» **What is asked**
Please swap every "Observed" in the data below for "Found", keep everything else the same, and leave the pictures out of your answer.

[Collected data entries]

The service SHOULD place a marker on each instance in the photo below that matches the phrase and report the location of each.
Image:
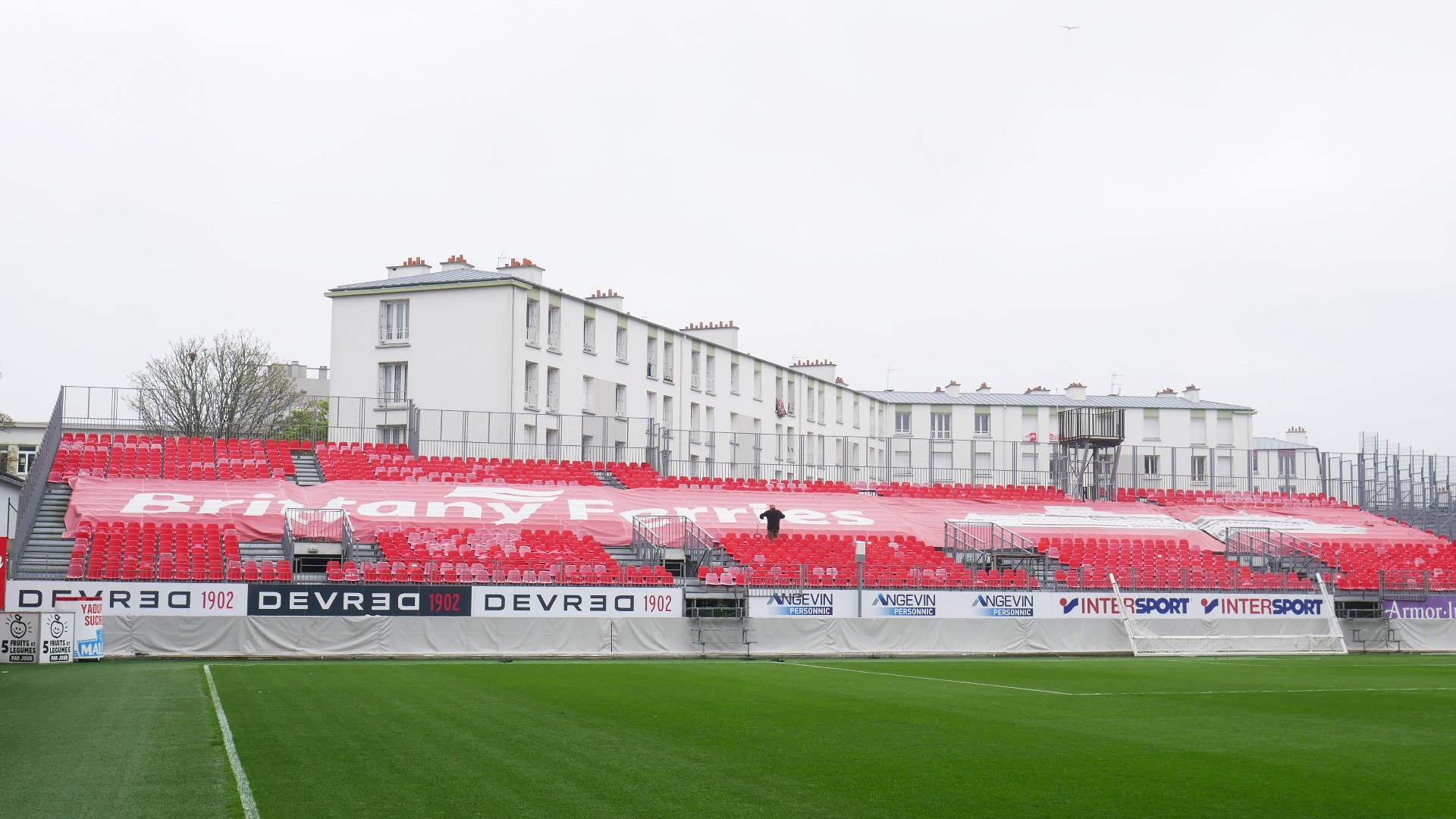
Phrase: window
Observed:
(940, 425)
(394, 321)
(1223, 466)
(554, 328)
(394, 382)
(532, 385)
(1150, 426)
(552, 390)
(533, 322)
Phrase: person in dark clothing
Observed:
(772, 516)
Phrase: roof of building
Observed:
(1052, 400)
(1277, 444)
(459, 276)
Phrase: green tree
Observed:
(224, 387)
(306, 423)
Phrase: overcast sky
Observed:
(1253, 197)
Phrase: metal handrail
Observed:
(34, 490)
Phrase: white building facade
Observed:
(475, 362)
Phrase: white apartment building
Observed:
(497, 357)
(1171, 441)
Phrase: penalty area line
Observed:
(1251, 691)
(245, 792)
(935, 679)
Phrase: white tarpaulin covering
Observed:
(416, 635)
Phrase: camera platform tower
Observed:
(1090, 441)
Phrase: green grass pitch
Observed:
(1068, 738)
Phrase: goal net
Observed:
(1316, 635)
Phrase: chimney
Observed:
(718, 334)
(607, 299)
(526, 270)
(411, 267)
(821, 369)
(456, 262)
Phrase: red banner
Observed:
(256, 509)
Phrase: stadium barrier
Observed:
(660, 637)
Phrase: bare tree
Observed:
(224, 387)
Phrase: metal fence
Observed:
(316, 526)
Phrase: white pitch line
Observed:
(1253, 691)
(245, 792)
(934, 679)
(1122, 692)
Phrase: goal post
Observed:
(1324, 635)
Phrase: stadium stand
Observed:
(1088, 560)
(172, 458)
(1155, 563)
(962, 491)
(468, 556)
(829, 561)
(164, 551)
(1360, 564)
(644, 477)
(1201, 497)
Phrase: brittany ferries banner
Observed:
(256, 509)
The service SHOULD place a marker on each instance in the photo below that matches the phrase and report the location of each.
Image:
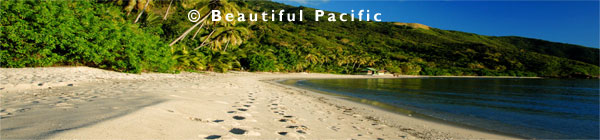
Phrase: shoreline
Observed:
(394, 109)
(90, 103)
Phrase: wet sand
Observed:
(89, 103)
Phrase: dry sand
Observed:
(89, 103)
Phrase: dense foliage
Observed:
(50, 33)
(102, 35)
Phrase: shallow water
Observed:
(534, 108)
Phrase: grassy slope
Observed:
(113, 42)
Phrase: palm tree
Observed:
(222, 5)
(228, 35)
(169, 8)
(142, 12)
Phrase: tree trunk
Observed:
(226, 46)
(140, 15)
(166, 14)
(189, 30)
(206, 39)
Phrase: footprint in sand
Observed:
(237, 131)
(239, 117)
(282, 133)
(218, 121)
(212, 137)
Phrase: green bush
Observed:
(53, 33)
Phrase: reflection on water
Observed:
(537, 108)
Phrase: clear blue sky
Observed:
(573, 22)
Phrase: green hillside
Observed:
(100, 34)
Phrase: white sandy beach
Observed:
(90, 103)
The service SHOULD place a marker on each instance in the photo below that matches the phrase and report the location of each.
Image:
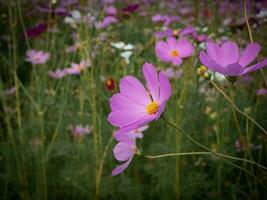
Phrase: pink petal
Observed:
(249, 54)
(151, 78)
(215, 53)
(133, 89)
(144, 121)
(163, 51)
(177, 61)
(204, 59)
(123, 151)
(231, 52)
(171, 41)
(119, 169)
(165, 88)
(255, 67)
(119, 102)
(233, 69)
(124, 118)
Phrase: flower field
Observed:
(146, 99)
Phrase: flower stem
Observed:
(236, 108)
(180, 130)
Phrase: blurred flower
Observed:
(174, 50)
(73, 48)
(74, 18)
(261, 92)
(126, 55)
(166, 19)
(203, 71)
(127, 50)
(37, 57)
(36, 30)
(110, 84)
(227, 60)
(78, 68)
(111, 10)
(57, 74)
(131, 8)
(79, 130)
(135, 99)
(106, 22)
(122, 46)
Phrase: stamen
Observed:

» **Final result**
The service SHOULD place a marker on each instance in the photo below that matches the phrase and report the location of each.
Image:
Phrase: window
Found:
(940, 425)
(394, 321)
(1223, 466)
(554, 328)
(394, 382)
(532, 385)
(1150, 426)
(552, 390)
(533, 322)
Phrase: person in dark clothing
Found:
(772, 516)
Phrase: roof of building
Found:
(1052, 400)
(1277, 444)
(459, 276)
Phrase: green tree
Found:
(224, 387)
(306, 423)
Phrase: overcast sky
Found:
(1253, 197)
Phrase: metal handrail
Found:
(34, 490)
Phrase: white building facade
Found:
(475, 362)
Phrase: white apartment building
Found:
(497, 357)
(1171, 441)
Phrase: penalty area line
Found:
(1251, 691)
(245, 792)
(935, 679)
Phrase: white tarpaulin covering
Found:
(416, 635)
Phrase: camera platform tower
Found:
(1090, 441)
Phrase: green grass pitch
Found:
(1068, 738)
Phrase: goal net
Found:
(1316, 635)
Phrase: chimney
Found:
(718, 334)
(607, 299)
(526, 270)
(411, 267)
(821, 369)
(456, 262)
Phrase: red banner
Found:
(256, 509)
Phrase: stadium barrier
Found:
(660, 637)
Phrase: bare tree
Found:
(224, 387)
Phrase: metal fence
Found:
(316, 526)
Phrase: white pitch line
Found:
(1253, 691)
(245, 792)
(934, 679)
(1122, 692)
Phrase: goal post
Found:
(1324, 635)
Phrase: stadium stand
Found:
(1088, 560)
(172, 458)
(1155, 563)
(962, 491)
(468, 556)
(829, 561)
(164, 551)
(1360, 564)
(644, 477)
(1201, 497)
Phrase: brittany ferries banner
Found:
(256, 509)
The service SHOULD place a marker on each instance in the photo below that matches the phrase and report the location of each.
Image:
Phrase: shoreline
Found:
(394, 109)
(90, 103)
Phrase: wet sand
Found:
(89, 103)
Phrase: dry sand
Found:
(89, 103)
Phrase: dense foliage
Found:
(50, 33)
(102, 35)
Phrase: shallow water
Found:
(534, 108)
Phrase: grassy slope
Found:
(113, 42)
Phrase: palm tree
Found:
(222, 5)
(228, 35)
(169, 8)
(142, 12)
Phrase: tree trunk
Found:
(226, 46)
(140, 15)
(166, 14)
(189, 30)
(206, 39)
Phrase: footprint in sand
Found:
(237, 131)
(239, 117)
(282, 133)
(218, 121)
(212, 137)
Phrase: green bush
Found:
(53, 33)
Phrase: reflection on water
Found:
(537, 108)
Phrase: clear blue sky
Found:
(573, 22)
Phrase: green hillside
Found:
(100, 34)
Phrase: white sandy beach
Found:
(90, 103)
The service SHOULD place a marker on each instance in the photo below that matches the phrase and report the location of each.
Image:
Phrase: pink petal
Found:
(249, 54)
(151, 78)
(215, 53)
(133, 89)
(144, 121)
(163, 51)
(177, 61)
(204, 59)
(123, 151)
(231, 52)
(171, 41)
(119, 169)
(165, 88)
(255, 67)
(119, 102)
(233, 69)
(124, 118)
Phrase: flower field
Found:
(146, 99)
Phrase: flower stem
Found:
(236, 108)
(180, 130)
Phrase: blurred flower
Found:
(174, 50)
(73, 48)
(74, 18)
(261, 92)
(126, 55)
(166, 19)
(203, 71)
(127, 50)
(37, 57)
(36, 30)
(110, 84)
(227, 60)
(78, 68)
(111, 10)
(57, 74)
(131, 8)
(79, 130)
(135, 99)
(106, 22)
(122, 46)
Phrase: stamen
Found:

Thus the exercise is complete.